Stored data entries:
■ ■ ■

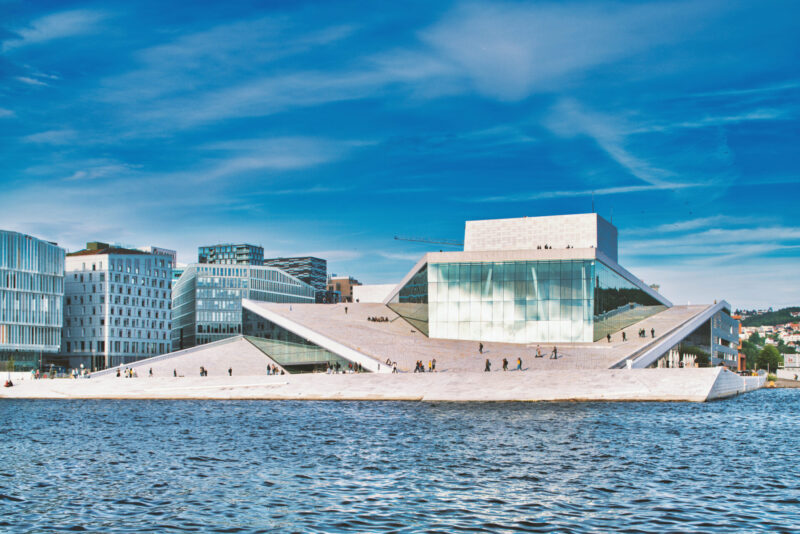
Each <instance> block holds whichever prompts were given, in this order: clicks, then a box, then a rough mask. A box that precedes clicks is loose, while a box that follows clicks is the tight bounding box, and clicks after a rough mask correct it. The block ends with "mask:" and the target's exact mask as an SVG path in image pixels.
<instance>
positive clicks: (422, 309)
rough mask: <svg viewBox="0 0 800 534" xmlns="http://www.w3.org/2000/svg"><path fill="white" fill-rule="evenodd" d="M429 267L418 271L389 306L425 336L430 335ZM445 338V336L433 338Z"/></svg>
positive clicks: (434, 336)
mask: <svg viewBox="0 0 800 534" xmlns="http://www.w3.org/2000/svg"><path fill="white" fill-rule="evenodd" d="M428 289H429V278H428V265H427V264H425V265H423V266H422V268H421V269H420V270H419V271H417V272H416V273H415V274H414V276H412V277H411V280H409V281H408V283H406V285H404V286H403V287H402V289H400V291H399V292H398V293H397V296H396V297H395V298H394V299H393V301H392V302H390V303H388V304H387V306H389V308H391V309H392V311H394V312H395V313H396V314H397V315H399V316H400V317H402V318H403V319H405V320H406V321H408V322H409V323H410V324H411V325H412V326H414V328H416V329H417V330H419V331H420V332H422V333H423V334H425V335H426V336H427V335H430V334H429V326H428V319H429V315H430V314H429V311H428ZM431 337H444V336H435V335H434V336H431Z"/></svg>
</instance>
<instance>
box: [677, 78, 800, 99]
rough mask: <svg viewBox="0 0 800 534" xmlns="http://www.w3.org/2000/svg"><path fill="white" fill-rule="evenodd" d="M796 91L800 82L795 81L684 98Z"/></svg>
mask: <svg viewBox="0 0 800 534" xmlns="http://www.w3.org/2000/svg"><path fill="white" fill-rule="evenodd" d="M794 89H800V81H795V80H793V81H789V82H785V83H778V84H773V85H764V86H760V87H749V88H742V89H720V90H719V91H705V92H702V93H692V94H690V95H686V96H685V97H684V98H704V97H729V96H743V95H753V94H762V93H776V92H781V91H791V90H794Z"/></svg>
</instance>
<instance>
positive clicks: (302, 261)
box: [264, 256, 328, 291]
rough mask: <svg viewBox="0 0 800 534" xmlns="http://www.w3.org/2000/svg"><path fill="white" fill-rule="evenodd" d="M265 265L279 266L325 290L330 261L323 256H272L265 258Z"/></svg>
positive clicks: (312, 284) (304, 281) (291, 274)
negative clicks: (329, 261)
mask: <svg viewBox="0 0 800 534" xmlns="http://www.w3.org/2000/svg"><path fill="white" fill-rule="evenodd" d="M264 265H268V266H270V267H277V268H278V269H280V270H281V271H284V272H287V273H289V274H291V275H292V276H294V277H295V278H299V279H300V280H302V281H303V282H305V283H306V284H308V285H310V286H311V287H313V288H314V289H316V290H317V291H325V282H326V281H327V279H328V262H327V261H326V260H323V259H322V258H314V257H312V256H304V257H300V258H271V259H266V260H264Z"/></svg>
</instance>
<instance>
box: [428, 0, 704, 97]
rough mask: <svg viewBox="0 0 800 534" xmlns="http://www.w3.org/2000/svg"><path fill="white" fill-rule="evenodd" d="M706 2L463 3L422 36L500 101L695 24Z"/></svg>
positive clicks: (599, 65)
mask: <svg viewBox="0 0 800 534" xmlns="http://www.w3.org/2000/svg"><path fill="white" fill-rule="evenodd" d="M712 7H713V4H712V3H711V2H694V3H688V2H685V3H680V2H662V3H656V4H649V5H635V4H612V5H608V4H605V5H595V4H591V3H574V2H569V3H564V4H533V5H532V4H522V3H520V4H509V3H499V2H496V3H468V4H465V5H462V6H461V7H459V8H457V9H455V10H454V11H452V12H450V13H448V14H447V15H446V16H445V17H444V19H443V20H442V21H441V22H439V23H438V24H436V25H435V26H433V27H432V28H430V29H428V30H426V31H424V32H422V34H421V38H422V40H423V41H424V42H425V43H427V44H428V45H429V46H430V47H431V49H433V50H434V51H435V52H436V54H437V55H438V56H439V57H440V58H441V60H442V61H443V62H449V63H450V64H453V65H458V67H459V68H460V69H461V70H462V72H463V73H464V75H465V76H466V77H467V78H468V79H469V80H471V82H472V84H473V85H474V87H475V88H476V89H477V90H478V91H479V92H481V93H483V94H484V95H487V96H490V97H493V98H497V99H499V100H510V101H513V100H520V99H523V98H526V97H527V96H529V95H531V94H532V93H535V92H542V91H552V90H554V89H556V88H557V87H559V86H562V85H563V84H564V83H565V82H566V81H568V80H570V79H572V78H574V77H577V76H580V75H582V74H583V73H585V72H587V71H588V70H590V69H593V68H595V67H598V66H600V65H603V64H607V63H610V62H614V61H618V60H621V59H623V58H627V57H630V56H633V55H636V54H639V53H642V52H644V51H646V50H649V49H652V48H655V47H657V46H659V45H663V44H665V43H668V42H672V41H675V40H677V39H680V38H686V36H687V35H689V34H691V33H692V32H694V31H696V30H697V29H699V28H700V27H701V26H702V24H703V23H704V22H705V20H706V19H707V18H708V16H709V15H710V14H711V10H712Z"/></svg>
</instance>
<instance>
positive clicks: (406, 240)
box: [394, 235, 464, 247]
mask: <svg viewBox="0 0 800 534" xmlns="http://www.w3.org/2000/svg"><path fill="white" fill-rule="evenodd" d="M394 238H395V240H397V241H414V242H416V243H428V244H430V245H444V246H446V247H463V246H464V243H461V242H459V241H453V240H451V239H439V240H434V239H426V238H424V237H405V236H400V235H396V236H394Z"/></svg>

■ ■ ■

## Work to complete
Since the copy must exclude the pictures, transcribe only the text of the records, word for word.

## Exercise response
Each <instance> block holds whichever prompts were given, in this order: clicks, then a box, then a rough mask. A box that precedes clicks is loose, while a box that follows clicks is the tight bounding box, and clicks after a rough mask correct it. The block ends with "mask:" and the target's exact mask as an SVG path in image pixels.
<instance>
positive clicks: (422, 309)
rough mask: <svg viewBox="0 0 800 534" xmlns="http://www.w3.org/2000/svg"><path fill="white" fill-rule="evenodd" d="M429 267L418 271L389 306L425 336L430 335ZM445 338V336L433 338Z"/></svg>
positive clicks: (434, 336)
mask: <svg viewBox="0 0 800 534" xmlns="http://www.w3.org/2000/svg"><path fill="white" fill-rule="evenodd" d="M428 289H429V278H428V265H427V264H425V265H423V266H422V268H421V269H420V270H419V271H417V272H416V273H415V274H414V276H412V277H411V280H409V281H408V283H406V285H404V286H403V287H402V289H400V291H399V292H398V293H397V296H396V297H395V298H394V299H393V301H392V302H390V303H388V304H387V306H389V308H391V309H392V311H394V312H395V313H396V314H397V315H399V316H400V317H402V318H403V319H405V320H406V321H408V322H409V323H410V324H411V325H412V326H414V328H416V329H417V330H419V331H420V332H422V333H423V334H425V335H426V336H427V335H430V334H429V326H428V319H429V315H430V314H429V311H428ZM431 337H444V336H435V335H434V336H431Z"/></svg>
</instance>
<instance>
box: [677, 78, 800, 99]
rough mask: <svg viewBox="0 0 800 534" xmlns="http://www.w3.org/2000/svg"><path fill="white" fill-rule="evenodd" d="M796 91L800 82L795 81L684 98Z"/></svg>
mask: <svg viewBox="0 0 800 534" xmlns="http://www.w3.org/2000/svg"><path fill="white" fill-rule="evenodd" d="M794 89H800V81H795V80H793V81H789V82H785V83H778V84H773V85H764V86H760V87H749V88H742V89H720V90H719V91H705V92H702V93H692V94H690V95H686V96H685V97H684V98H704V97H729V96H743V95H753V94H762V93H776V92H781V91H791V90H794Z"/></svg>
</instance>
<instance>
positive clicks: (302, 261)
box: [264, 256, 328, 291]
rough mask: <svg viewBox="0 0 800 534" xmlns="http://www.w3.org/2000/svg"><path fill="white" fill-rule="evenodd" d="M265 265L279 266L325 290L330 261L323 256H272L265 258Z"/></svg>
positive clicks: (312, 284) (304, 281) (291, 274)
negative clicks: (329, 261)
mask: <svg viewBox="0 0 800 534" xmlns="http://www.w3.org/2000/svg"><path fill="white" fill-rule="evenodd" d="M264 265H268V266H270V267H277V268H278V269H280V270H281V271H284V272H287V273H289V274H291V275H292V276H294V277H295V278H299V279H300V280H302V281H303V282H305V283H306V284H308V285H310V286H311V287H313V288H314V289H316V290H317V291H325V282H326V281H327V279H328V262H327V261H326V260H323V259H322V258H314V257H312V256H304V257H300V258H271V259H266V260H264Z"/></svg>
</instance>
<instance>
box: [428, 0, 704, 97]
rough mask: <svg viewBox="0 0 800 534" xmlns="http://www.w3.org/2000/svg"><path fill="white" fill-rule="evenodd" d="M706 2L463 3L422 36L500 101L695 24Z"/></svg>
positive clicks: (599, 65)
mask: <svg viewBox="0 0 800 534" xmlns="http://www.w3.org/2000/svg"><path fill="white" fill-rule="evenodd" d="M712 7H713V4H712V3H711V2H694V3H688V2H685V3H680V2H662V3H656V4H649V5H635V4H612V5H608V4H605V5H595V4H591V3H574V2H569V3H564V4H533V5H532V4H522V3H520V4H509V3H499V2H496V3H468V4H465V5H462V6H461V7H459V8H457V9H455V10H454V11H452V12H450V13H448V14H447V15H446V16H445V17H444V19H443V20H442V21H441V22H439V23H438V24H436V25H435V26H433V27H432V28H430V29H428V30H426V31H424V32H422V34H421V38H422V40H423V41H424V42H425V43H427V44H428V45H429V46H430V47H431V49H433V50H434V51H435V52H436V54H437V55H438V56H439V57H440V58H441V60H442V61H443V62H449V63H450V64H453V65H458V67H459V68H460V69H461V70H462V72H463V73H464V75H465V76H466V77H467V78H468V79H469V80H471V82H472V84H473V85H474V87H475V88H476V89H477V90H478V91H479V92H481V93H483V94H484V95H487V96H490V97H493V98H497V99H499V100H510V101H513V100H520V99H523V98H526V97H527V96H529V95H531V94H532V93H535V92H542V91H552V90H554V89H556V88H557V87H559V86H562V85H563V84H564V83H565V82H566V81H568V80H570V79H572V78H574V77H577V76H580V75H582V74H583V73H585V72H587V71H588V70H590V69H593V68H595V67H598V66H600V65H603V64H607V63H610V62H614V61H618V60H621V59H623V58H627V57H630V56H633V55H636V54H639V53H642V52H644V51H646V50H649V49H652V48H655V47H657V46H659V45H663V44H665V43H668V42H672V41H675V40H677V39H680V38H686V36H687V35H689V34H691V33H692V32H694V31H696V30H697V29H699V28H700V27H701V26H702V24H703V23H704V22H705V20H706V19H707V18H708V16H709V15H710V14H711V10H712Z"/></svg>
</instance>
<instance>
positive clicks: (406, 240)
box: [394, 235, 464, 247]
mask: <svg viewBox="0 0 800 534" xmlns="http://www.w3.org/2000/svg"><path fill="white" fill-rule="evenodd" d="M394 238H395V240H397V241H414V242H416V243H428V244H430V245H444V246H446V247H463V246H464V243H461V242H459V241H453V240H451V239H439V240H434V239H426V238H424V237H405V236H400V235H396V236H394Z"/></svg>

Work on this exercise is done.